→ **To do**:
Go over these records and count the lines with the string "sweatshirt" in them; the count is all that should be returned.

→ **Extracted material**:
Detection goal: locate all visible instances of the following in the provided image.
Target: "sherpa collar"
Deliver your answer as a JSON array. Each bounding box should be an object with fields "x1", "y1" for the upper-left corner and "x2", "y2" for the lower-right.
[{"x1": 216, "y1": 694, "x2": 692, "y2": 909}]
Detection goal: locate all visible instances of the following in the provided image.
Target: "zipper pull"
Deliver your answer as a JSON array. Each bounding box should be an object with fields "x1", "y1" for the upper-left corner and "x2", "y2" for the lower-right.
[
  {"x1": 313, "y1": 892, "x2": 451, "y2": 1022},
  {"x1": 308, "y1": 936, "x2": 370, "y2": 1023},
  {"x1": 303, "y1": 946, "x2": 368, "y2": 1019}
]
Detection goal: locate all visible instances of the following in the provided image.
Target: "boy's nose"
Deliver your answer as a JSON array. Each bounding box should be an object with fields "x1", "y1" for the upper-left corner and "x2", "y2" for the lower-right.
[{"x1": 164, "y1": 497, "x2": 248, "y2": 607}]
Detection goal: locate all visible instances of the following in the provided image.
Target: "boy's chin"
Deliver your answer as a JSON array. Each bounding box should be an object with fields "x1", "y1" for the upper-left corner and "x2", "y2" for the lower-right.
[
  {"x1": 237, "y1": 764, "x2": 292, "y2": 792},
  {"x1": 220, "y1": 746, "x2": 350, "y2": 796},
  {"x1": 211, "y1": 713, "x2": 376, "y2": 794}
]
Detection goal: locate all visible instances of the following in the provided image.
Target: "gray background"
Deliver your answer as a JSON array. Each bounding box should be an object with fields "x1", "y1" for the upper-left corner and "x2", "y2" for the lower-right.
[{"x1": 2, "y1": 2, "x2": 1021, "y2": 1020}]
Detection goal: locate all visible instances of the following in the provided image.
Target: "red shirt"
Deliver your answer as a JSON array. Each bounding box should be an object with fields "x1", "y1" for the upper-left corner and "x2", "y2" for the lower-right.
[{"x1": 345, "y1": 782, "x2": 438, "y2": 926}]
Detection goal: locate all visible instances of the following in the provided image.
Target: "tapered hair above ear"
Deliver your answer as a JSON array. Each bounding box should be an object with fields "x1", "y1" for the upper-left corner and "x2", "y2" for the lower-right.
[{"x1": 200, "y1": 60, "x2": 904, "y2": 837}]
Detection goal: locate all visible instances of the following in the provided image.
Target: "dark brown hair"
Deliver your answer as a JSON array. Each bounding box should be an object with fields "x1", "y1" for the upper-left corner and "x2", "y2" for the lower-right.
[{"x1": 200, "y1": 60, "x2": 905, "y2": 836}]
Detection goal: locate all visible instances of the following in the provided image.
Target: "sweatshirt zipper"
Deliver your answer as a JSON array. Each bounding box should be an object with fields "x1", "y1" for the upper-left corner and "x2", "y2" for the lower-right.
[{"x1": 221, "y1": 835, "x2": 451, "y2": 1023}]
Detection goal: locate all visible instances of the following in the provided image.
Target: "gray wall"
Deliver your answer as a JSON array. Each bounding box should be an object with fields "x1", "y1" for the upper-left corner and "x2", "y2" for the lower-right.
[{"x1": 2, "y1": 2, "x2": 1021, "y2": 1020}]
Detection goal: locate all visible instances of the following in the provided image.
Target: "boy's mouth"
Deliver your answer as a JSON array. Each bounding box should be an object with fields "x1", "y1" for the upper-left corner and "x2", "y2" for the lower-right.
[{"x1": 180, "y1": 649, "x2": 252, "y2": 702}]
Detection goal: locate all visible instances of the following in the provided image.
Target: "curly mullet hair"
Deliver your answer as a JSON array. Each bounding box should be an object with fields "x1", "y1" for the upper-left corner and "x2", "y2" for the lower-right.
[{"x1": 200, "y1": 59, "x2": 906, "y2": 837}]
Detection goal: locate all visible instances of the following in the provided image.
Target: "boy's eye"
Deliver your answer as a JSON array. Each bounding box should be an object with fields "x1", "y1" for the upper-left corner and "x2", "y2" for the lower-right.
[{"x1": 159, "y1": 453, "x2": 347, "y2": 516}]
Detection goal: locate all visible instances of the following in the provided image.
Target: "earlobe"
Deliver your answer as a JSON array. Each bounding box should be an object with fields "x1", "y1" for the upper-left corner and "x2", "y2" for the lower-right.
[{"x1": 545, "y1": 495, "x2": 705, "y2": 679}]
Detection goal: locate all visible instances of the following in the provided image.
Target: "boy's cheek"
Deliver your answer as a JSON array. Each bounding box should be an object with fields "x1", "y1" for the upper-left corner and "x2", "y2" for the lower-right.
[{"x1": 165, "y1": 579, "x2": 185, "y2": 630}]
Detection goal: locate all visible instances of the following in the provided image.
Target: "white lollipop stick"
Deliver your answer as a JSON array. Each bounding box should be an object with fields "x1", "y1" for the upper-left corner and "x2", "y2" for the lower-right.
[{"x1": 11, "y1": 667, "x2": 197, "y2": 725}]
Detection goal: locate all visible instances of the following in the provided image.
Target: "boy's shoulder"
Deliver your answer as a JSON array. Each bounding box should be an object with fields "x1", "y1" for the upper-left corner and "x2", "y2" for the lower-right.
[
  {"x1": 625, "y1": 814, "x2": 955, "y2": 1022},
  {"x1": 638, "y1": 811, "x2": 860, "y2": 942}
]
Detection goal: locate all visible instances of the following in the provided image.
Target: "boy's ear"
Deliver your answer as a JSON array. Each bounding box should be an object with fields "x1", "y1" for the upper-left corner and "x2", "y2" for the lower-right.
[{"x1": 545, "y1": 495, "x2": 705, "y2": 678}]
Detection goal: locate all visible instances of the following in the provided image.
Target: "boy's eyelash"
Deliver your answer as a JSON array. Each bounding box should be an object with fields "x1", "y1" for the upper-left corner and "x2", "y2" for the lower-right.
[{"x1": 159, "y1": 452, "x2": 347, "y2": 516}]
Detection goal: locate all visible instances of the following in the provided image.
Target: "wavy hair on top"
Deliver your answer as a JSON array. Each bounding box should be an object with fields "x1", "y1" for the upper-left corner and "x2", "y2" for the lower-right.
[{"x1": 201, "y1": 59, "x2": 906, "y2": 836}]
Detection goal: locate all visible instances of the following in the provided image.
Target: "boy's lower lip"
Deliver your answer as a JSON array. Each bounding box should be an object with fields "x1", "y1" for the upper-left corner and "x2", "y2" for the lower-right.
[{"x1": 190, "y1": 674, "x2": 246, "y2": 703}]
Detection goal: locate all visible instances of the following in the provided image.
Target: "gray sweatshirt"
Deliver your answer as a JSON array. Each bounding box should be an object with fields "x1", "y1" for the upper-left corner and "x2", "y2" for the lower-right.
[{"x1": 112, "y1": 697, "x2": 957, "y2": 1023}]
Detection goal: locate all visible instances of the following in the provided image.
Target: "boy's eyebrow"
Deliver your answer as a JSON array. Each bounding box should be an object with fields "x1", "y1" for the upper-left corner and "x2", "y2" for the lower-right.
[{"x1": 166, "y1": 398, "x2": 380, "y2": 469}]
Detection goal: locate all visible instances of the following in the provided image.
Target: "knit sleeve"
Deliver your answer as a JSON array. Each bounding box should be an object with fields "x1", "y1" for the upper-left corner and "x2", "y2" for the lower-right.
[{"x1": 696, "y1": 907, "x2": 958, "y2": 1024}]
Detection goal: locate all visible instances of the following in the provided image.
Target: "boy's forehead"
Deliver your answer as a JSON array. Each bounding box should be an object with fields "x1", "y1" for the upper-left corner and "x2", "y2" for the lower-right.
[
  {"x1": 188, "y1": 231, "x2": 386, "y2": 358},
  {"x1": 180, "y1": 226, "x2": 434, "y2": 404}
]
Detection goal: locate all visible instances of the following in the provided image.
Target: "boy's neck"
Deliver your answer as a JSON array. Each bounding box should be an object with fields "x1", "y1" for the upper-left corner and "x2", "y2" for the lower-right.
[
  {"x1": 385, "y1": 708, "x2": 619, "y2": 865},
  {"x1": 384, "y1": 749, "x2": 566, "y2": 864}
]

→ **Solution for this exercise**:
2